# TASK DIRECTIONS
Copy the records below word for word, starting at the line that contains "Where can you spot the blurred" and continuing through the last line of the records.

==================================================

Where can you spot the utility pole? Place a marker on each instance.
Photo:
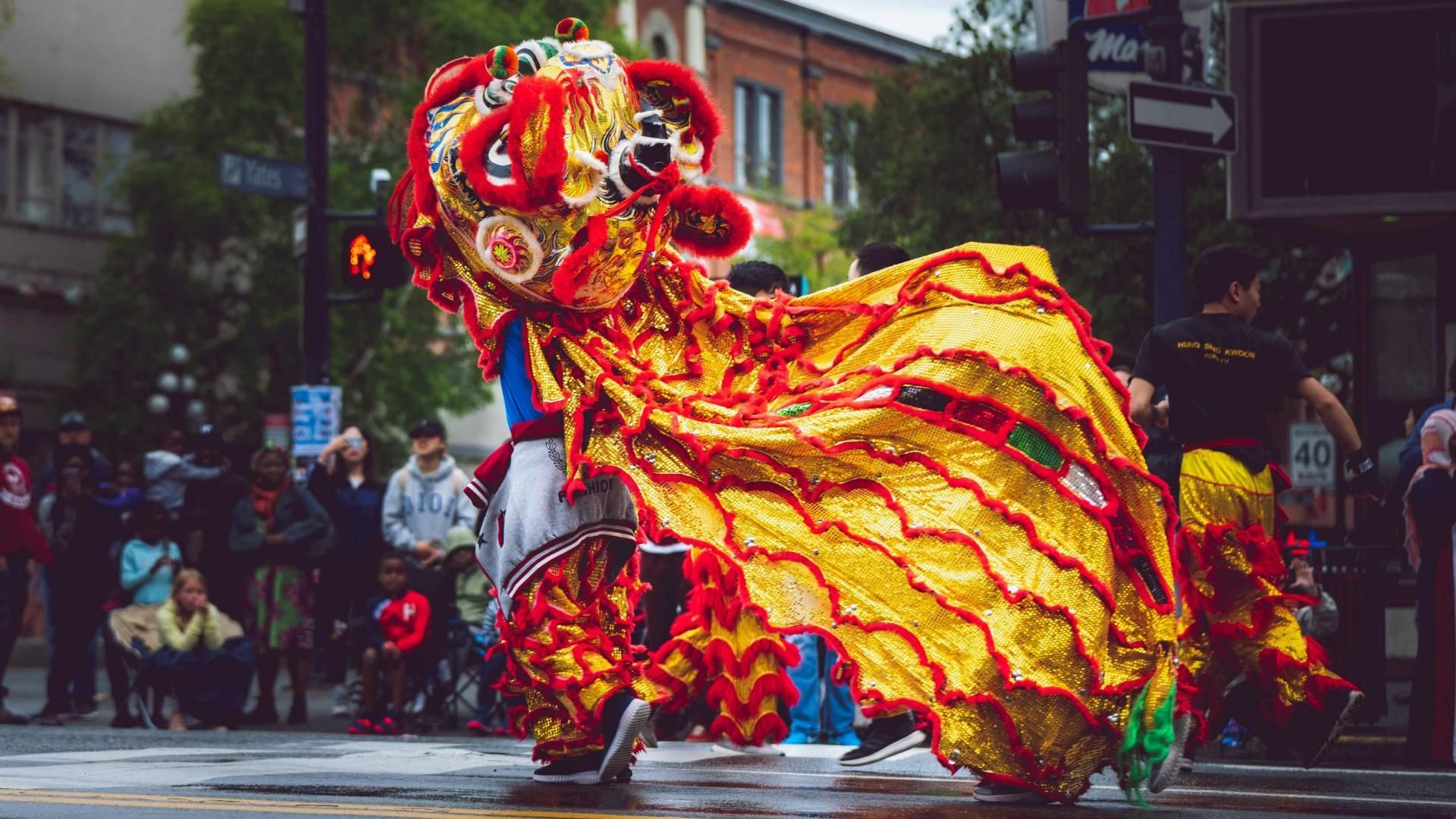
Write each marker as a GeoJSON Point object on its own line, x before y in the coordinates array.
{"type": "Point", "coordinates": [1165, 64]}
{"type": "Point", "coordinates": [316, 153]}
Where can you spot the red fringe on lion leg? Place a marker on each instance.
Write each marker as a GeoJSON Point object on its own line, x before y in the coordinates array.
{"type": "Point", "coordinates": [568, 651]}
{"type": "Point", "coordinates": [1251, 621]}
{"type": "Point", "coordinates": [721, 648]}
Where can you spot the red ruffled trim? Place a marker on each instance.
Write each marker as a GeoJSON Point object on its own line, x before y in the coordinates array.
{"type": "Point", "coordinates": [1318, 687]}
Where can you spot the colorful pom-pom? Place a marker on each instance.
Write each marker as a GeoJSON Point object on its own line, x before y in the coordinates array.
{"type": "Point", "coordinates": [571, 28]}
{"type": "Point", "coordinates": [501, 61]}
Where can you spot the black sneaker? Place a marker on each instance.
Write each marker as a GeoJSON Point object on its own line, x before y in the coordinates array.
{"type": "Point", "coordinates": [1008, 795]}
{"type": "Point", "coordinates": [571, 770]}
{"type": "Point", "coordinates": [887, 736]}
{"type": "Point", "coordinates": [622, 722]}
{"type": "Point", "coordinates": [1321, 729]}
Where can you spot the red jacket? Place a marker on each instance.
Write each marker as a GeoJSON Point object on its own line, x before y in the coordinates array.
{"type": "Point", "coordinates": [400, 621]}
{"type": "Point", "coordinates": [18, 529]}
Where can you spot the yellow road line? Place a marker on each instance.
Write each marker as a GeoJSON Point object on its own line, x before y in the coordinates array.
{"type": "Point", "coordinates": [139, 800]}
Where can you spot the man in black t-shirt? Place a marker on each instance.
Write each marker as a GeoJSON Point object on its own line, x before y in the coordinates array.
{"type": "Point", "coordinates": [1223, 379]}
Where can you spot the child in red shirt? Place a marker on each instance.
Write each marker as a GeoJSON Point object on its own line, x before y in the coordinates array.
{"type": "Point", "coordinates": [395, 632]}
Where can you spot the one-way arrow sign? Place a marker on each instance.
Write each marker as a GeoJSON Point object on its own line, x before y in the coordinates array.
{"type": "Point", "coordinates": [1191, 118]}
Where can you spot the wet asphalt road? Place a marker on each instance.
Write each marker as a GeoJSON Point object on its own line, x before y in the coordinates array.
{"type": "Point", "coordinates": [86, 770]}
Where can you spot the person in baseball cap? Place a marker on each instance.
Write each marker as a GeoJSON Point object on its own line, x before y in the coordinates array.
{"type": "Point", "coordinates": [425, 497]}
{"type": "Point", "coordinates": [73, 430]}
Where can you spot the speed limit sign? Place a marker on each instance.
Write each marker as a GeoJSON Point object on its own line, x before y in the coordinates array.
{"type": "Point", "coordinates": [1312, 457]}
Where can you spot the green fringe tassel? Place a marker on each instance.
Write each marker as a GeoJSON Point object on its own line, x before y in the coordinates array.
{"type": "Point", "coordinates": [1145, 749]}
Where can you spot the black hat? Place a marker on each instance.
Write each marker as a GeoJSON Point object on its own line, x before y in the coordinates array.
{"type": "Point", "coordinates": [428, 428]}
{"type": "Point", "coordinates": [73, 420]}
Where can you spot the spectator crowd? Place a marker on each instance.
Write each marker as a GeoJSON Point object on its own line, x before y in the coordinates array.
{"type": "Point", "coordinates": [197, 579]}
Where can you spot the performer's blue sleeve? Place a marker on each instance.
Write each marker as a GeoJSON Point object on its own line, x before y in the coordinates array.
{"type": "Point", "coordinates": [516, 382]}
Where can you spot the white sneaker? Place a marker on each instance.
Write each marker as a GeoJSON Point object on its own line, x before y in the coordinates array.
{"type": "Point", "coordinates": [1171, 765]}
{"type": "Point", "coordinates": [753, 749]}
{"type": "Point", "coordinates": [341, 701]}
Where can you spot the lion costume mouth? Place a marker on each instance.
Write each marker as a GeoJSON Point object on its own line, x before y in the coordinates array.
{"type": "Point", "coordinates": [557, 169]}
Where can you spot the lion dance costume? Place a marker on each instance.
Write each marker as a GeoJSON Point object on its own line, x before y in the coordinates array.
{"type": "Point", "coordinates": [930, 466]}
{"type": "Point", "coordinates": [1237, 615]}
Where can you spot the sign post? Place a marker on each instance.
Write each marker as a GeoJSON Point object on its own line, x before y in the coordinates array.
{"type": "Point", "coordinates": [315, 417]}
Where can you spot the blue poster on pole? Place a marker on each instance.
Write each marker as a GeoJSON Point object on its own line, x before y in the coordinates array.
{"type": "Point", "coordinates": [315, 417]}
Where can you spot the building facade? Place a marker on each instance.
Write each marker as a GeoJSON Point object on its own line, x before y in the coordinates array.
{"type": "Point", "coordinates": [769, 63]}
{"type": "Point", "coordinates": [76, 76]}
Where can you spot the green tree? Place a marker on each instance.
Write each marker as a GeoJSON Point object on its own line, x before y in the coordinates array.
{"type": "Point", "coordinates": [810, 248]}
{"type": "Point", "coordinates": [215, 268]}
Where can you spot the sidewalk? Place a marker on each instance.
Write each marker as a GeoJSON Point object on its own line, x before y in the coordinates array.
{"type": "Point", "coordinates": [28, 697]}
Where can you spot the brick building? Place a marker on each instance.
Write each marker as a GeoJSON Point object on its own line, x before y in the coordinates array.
{"type": "Point", "coordinates": [764, 60]}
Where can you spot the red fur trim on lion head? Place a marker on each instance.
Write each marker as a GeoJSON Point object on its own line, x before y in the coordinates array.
{"type": "Point", "coordinates": [532, 187]}
{"type": "Point", "coordinates": [685, 86]}
{"type": "Point", "coordinates": [731, 223]}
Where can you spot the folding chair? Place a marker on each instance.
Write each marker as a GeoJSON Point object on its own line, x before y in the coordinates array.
{"type": "Point", "coordinates": [134, 629]}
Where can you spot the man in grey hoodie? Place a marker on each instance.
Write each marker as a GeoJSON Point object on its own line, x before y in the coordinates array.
{"type": "Point", "coordinates": [169, 471]}
{"type": "Point", "coordinates": [425, 497]}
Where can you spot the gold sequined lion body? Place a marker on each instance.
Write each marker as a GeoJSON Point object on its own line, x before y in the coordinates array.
{"type": "Point", "coordinates": [930, 466]}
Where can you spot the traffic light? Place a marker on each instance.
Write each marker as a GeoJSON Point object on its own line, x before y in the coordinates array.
{"type": "Point", "coordinates": [370, 261]}
{"type": "Point", "coordinates": [1052, 178]}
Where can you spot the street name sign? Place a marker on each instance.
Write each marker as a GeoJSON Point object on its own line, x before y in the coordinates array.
{"type": "Point", "coordinates": [261, 175]}
{"type": "Point", "coordinates": [1184, 117]}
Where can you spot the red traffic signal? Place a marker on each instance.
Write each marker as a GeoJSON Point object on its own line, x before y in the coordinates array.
{"type": "Point", "coordinates": [369, 259]}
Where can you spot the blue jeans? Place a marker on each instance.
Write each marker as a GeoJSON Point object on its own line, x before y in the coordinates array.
{"type": "Point", "coordinates": [804, 717]}
{"type": "Point", "coordinates": [83, 686]}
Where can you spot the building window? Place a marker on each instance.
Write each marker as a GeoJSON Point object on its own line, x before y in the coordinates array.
{"type": "Point", "coordinates": [840, 188]}
{"type": "Point", "coordinates": [758, 136]}
{"type": "Point", "coordinates": [61, 171]}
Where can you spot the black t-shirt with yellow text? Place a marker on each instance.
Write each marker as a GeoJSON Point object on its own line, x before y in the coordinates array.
{"type": "Point", "coordinates": [1223, 376]}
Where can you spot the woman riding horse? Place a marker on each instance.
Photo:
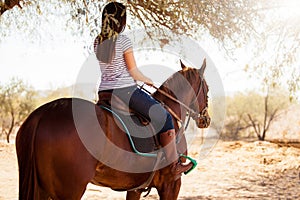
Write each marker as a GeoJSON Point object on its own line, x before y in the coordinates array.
{"type": "Point", "coordinates": [120, 73]}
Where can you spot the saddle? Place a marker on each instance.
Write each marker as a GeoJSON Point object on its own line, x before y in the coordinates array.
{"type": "Point", "coordinates": [141, 131]}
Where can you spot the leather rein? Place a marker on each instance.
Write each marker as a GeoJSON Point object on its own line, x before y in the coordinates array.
{"type": "Point", "coordinates": [192, 113]}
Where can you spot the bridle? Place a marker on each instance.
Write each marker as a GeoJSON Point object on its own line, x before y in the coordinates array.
{"type": "Point", "coordinates": [191, 112]}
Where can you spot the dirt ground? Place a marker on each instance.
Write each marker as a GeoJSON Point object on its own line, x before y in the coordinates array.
{"type": "Point", "coordinates": [232, 170]}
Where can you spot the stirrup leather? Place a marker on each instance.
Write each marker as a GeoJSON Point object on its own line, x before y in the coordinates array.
{"type": "Point", "coordinates": [193, 161]}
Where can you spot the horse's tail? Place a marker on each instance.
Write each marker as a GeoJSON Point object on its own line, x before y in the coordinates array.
{"type": "Point", "coordinates": [25, 141]}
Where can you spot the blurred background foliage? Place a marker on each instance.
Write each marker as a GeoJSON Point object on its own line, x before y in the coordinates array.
{"type": "Point", "coordinates": [268, 29]}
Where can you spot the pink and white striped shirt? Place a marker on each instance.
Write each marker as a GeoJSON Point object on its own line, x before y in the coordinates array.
{"type": "Point", "coordinates": [115, 74]}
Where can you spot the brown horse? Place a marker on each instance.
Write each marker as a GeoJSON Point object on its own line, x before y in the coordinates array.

==================================================

# EXERCISE RESULT
Where can you spot the blurred background foliage? Place a marker on each instance.
Write each marker as a GeoJSON Point object on its own line, x before y in the coordinates array.
{"type": "Point", "coordinates": [268, 29]}
Where can you spot the pink and white striped shirt? Place a marker on each instance.
Write each marker as a GeoJSON Point object on its own line, x before y in the coordinates array.
{"type": "Point", "coordinates": [115, 74]}
Where can you spot the brown horse? Place a marker on each instance.
Write each marker as a GeoJSON Point object on its own line, x before y in the coordinates array.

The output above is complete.